Exercise -
Reproduce verbatim the stretch of lines below from the line containing "Task: identify the outstretched" through the line containing "<point>292,164</point>", with both end lines included.

Provided information -
>> Begin

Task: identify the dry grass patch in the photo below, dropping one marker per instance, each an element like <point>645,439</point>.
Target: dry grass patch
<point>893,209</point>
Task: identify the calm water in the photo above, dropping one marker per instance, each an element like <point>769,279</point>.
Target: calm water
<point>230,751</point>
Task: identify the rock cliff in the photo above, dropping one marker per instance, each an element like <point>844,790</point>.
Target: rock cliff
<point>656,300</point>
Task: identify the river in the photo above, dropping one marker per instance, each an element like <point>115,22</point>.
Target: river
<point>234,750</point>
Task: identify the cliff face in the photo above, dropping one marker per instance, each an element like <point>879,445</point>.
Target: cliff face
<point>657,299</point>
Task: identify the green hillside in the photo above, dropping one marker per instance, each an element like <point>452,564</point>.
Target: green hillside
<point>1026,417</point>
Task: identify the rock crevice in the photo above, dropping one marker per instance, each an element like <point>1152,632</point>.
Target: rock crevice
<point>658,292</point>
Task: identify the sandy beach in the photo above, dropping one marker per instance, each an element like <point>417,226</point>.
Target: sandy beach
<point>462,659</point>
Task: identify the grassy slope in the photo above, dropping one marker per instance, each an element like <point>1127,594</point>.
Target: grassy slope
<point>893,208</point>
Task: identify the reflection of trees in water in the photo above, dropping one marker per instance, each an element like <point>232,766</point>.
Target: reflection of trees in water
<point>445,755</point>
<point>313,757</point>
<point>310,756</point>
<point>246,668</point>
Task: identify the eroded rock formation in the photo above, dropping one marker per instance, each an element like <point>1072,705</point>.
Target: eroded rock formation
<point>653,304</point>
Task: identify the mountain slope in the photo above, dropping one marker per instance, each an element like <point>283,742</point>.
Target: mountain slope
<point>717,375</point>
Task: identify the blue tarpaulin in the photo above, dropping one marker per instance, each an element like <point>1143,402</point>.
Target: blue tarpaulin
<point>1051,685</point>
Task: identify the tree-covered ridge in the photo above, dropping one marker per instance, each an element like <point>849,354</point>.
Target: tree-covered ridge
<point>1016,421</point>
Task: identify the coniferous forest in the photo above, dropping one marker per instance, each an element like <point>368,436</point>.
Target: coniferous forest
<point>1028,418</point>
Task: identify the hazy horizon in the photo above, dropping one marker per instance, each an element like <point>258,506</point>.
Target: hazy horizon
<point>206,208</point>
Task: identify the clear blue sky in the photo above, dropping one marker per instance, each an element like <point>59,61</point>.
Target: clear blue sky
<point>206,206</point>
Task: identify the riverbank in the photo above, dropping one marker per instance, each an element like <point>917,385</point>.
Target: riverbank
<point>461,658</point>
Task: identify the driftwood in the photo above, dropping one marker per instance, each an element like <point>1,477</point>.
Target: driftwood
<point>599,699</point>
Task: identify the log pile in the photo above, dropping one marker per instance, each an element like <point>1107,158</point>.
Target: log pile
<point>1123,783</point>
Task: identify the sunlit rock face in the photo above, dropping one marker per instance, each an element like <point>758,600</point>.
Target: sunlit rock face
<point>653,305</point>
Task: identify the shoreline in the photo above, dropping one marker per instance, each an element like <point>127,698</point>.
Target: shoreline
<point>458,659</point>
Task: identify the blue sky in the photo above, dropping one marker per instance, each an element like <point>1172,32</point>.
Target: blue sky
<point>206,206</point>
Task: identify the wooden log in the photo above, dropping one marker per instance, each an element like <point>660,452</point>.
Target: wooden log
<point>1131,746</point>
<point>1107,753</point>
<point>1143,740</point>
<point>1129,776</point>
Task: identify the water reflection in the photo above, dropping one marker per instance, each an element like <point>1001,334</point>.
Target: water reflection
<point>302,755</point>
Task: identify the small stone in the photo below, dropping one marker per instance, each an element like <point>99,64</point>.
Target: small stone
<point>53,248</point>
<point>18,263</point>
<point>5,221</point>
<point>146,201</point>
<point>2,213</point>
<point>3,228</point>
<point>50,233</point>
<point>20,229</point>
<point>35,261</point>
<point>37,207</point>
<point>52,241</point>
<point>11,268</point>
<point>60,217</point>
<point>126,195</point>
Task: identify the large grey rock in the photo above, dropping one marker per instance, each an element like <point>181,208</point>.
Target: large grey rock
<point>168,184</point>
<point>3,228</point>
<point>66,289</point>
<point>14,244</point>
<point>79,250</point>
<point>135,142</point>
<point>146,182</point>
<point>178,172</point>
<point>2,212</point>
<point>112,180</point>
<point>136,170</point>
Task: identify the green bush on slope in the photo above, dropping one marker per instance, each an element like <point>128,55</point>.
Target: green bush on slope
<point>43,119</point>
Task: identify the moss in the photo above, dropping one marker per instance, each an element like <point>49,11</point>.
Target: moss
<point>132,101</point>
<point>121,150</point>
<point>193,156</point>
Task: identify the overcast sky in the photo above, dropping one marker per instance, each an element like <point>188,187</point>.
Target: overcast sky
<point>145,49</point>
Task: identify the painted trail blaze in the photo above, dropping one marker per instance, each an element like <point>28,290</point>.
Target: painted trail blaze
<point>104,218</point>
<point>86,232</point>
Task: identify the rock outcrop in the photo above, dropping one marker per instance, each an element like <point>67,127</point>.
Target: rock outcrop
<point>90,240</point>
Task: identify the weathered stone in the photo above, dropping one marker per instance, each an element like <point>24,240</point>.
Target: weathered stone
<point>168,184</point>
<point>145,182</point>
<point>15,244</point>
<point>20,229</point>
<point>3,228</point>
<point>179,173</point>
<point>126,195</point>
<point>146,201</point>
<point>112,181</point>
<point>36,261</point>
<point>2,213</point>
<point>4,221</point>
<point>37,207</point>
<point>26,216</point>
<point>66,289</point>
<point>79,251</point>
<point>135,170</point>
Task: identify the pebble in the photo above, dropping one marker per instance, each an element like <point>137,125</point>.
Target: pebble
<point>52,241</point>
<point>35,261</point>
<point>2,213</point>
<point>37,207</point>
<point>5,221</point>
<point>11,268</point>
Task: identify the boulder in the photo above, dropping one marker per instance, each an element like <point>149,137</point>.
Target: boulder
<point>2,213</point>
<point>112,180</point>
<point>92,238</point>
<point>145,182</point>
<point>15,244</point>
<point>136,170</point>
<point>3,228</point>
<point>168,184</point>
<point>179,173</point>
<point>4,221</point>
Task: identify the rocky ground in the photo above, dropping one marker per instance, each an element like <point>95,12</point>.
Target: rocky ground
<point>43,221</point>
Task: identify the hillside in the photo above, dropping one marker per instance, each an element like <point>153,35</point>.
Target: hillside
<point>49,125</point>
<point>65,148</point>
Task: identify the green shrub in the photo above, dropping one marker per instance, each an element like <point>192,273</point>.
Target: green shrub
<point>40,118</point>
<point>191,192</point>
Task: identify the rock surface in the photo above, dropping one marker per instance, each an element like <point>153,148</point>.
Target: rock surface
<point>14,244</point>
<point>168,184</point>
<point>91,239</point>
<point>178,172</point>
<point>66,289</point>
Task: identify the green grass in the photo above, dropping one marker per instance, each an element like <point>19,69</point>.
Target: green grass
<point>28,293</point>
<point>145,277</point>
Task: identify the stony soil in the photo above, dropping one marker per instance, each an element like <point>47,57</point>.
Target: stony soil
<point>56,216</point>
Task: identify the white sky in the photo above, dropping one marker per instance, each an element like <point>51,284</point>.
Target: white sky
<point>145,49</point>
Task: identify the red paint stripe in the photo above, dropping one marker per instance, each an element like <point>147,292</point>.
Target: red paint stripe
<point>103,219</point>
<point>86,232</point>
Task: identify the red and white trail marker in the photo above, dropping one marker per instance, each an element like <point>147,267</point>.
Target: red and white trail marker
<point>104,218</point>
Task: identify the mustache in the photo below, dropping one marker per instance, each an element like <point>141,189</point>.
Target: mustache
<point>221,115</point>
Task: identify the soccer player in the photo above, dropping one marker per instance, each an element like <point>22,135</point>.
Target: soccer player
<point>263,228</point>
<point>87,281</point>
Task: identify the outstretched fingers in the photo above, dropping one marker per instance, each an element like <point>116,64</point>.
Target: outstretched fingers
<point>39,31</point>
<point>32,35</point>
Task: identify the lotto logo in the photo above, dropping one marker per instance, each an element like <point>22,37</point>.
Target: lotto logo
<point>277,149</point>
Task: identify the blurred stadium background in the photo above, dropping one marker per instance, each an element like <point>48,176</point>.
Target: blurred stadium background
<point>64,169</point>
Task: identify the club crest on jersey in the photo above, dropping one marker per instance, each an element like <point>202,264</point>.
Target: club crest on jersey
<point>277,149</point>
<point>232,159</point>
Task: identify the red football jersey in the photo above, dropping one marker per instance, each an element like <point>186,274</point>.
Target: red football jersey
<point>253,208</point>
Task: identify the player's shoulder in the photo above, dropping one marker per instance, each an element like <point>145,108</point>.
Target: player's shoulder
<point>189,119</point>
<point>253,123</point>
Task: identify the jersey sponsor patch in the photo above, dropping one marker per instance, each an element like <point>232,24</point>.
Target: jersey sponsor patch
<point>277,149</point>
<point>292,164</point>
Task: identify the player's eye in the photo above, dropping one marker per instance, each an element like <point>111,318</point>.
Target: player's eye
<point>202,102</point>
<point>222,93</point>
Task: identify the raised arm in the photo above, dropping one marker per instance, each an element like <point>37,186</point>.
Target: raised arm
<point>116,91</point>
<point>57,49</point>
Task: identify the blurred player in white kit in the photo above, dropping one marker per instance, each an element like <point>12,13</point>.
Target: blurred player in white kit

>> End

Complete answer -
Task: identify the outstretched fingers in the photo above, dropping one marker per instance, each an element like <point>116,64</point>.
Target: outstretched fingers
<point>39,31</point>
<point>32,35</point>
Task: identify the lotto logo in the photo above, dropping one marker per instance, each an element like <point>22,37</point>.
Target: lotto logo
<point>277,149</point>
Task: identify the blurred stadium background in the photo above, dropping one marker per instance, each an element like <point>48,176</point>.
Target: blurred stadium background
<point>64,169</point>
Task: identify the club crest on jersey in the photo above, dropping one marker per instance, each an element like <point>202,264</point>.
Target: club crest on jersey
<point>277,149</point>
<point>232,159</point>
Task: identify the red football jersey in the photo above, dropping one marker per instance, each an element like <point>186,274</point>.
Target: red football jersey
<point>253,208</point>
Task: identify the player's shoulder in the photo above, dropping one marker per instance, each an element like <point>145,108</point>.
Target: player's shoulder
<point>189,119</point>
<point>253,123</point>
Task: identify the jersey sponsor patch in the photo above, dropping one marker per instance, each an element like <point>232,24</point>.
Target: jersey sponsor patch
<point>277,149</point>
<point>292,164</point>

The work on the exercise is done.